[Given request]
Recast the entries below as a two-column CSV with the headers "object" and "boxes", one row per entry. Put the entry's text in the first field and its answer in the second, with each field quoted and line breaks turned into spaces, and leave the pictures out.

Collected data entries
□ □ □ □ □ □ □
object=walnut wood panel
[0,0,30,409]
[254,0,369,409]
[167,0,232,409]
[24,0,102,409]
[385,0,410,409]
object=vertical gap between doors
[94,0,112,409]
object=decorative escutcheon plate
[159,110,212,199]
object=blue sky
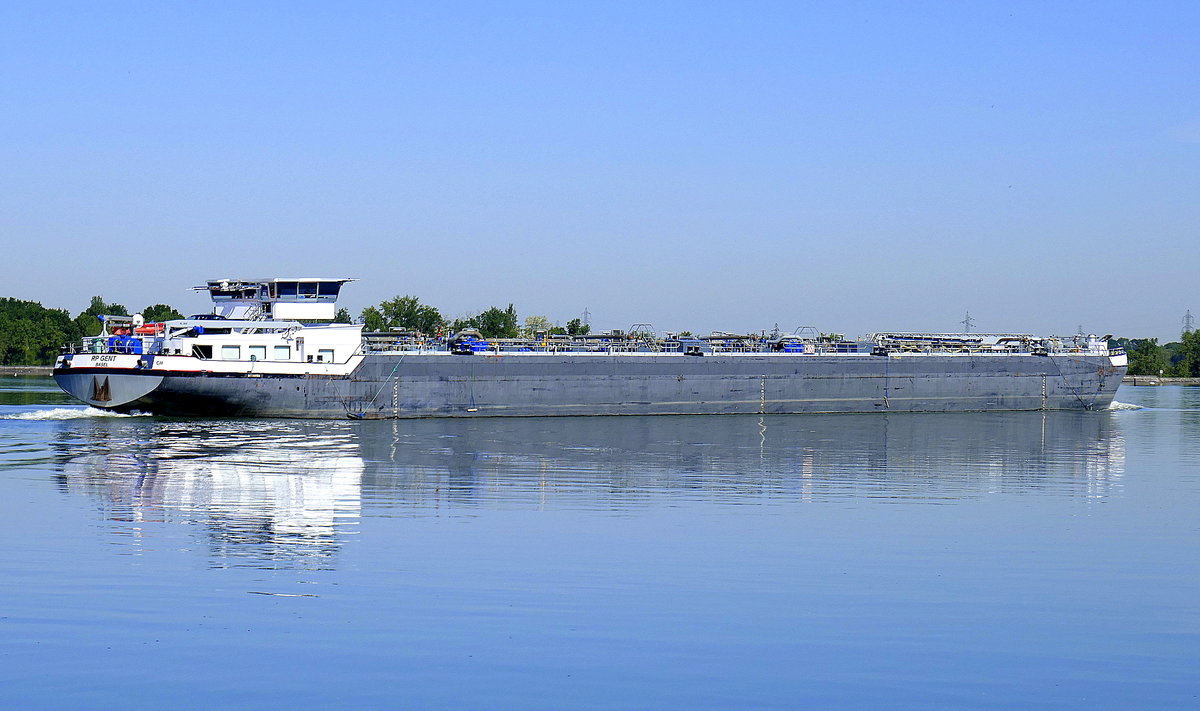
[0,2,1200,340]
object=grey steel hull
[55,353,1126,419]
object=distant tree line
[0,297,184,365]
[1110,330,1200,377]
[357,295,592,339]
[0,290,590,365]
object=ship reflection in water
[59,418,362,564]
[58,412,1124,566]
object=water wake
[0,407,146,420]
[1109,400,1142,410]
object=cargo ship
[54,277,1127,419]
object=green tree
[142,304,184,323]
[521,316,551,337]
[1129,339,1169,375]
[74,297,130,336]
[379,297,446,334]
[359,306,388,331]
[475,304,521,339]
[1171,330,1200,377]
[0,298,82,365]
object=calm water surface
[0,378,1200,709]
□ □ □ □ □ □ □
[Answer to this problem]
object,boxes
"object=walnut wood panel","[0,0,30,409] [254,0,369,409] [167,0,232,409] [24,0,102,409] [385,0,410,409]"
"object=vertical gap between doors","[94,0,112,409]"
"object=decorative escutcheon plate","[159,110,212,199]"
"object=blue sky","[0,2,1200,340]"
"object=grey steel hull","[55,353,1126,419]"
"object=distant tree line","[0,297,184,365] [1110,330,1200,377] [357,295,592,339] [0,290,590,365]"
"object=ship reflection in water","[59,418,362,564] [58,412,1124,566]"
"object=water wake","[0,407,146,420] [1109,400,1142,410]"
"object=cargo ship","[54,277,1127,419]"
"object=green tree","[142,304,184,323] [521,316,551,337] [1129,339,1169,375] [74,297,130,336] [379,297,446,334] [359,306,388,331] [475,304,521,339] [1171,330,1200,377] [0,298,82,365]"
"object=calm water surface","[0,378,1200,709]"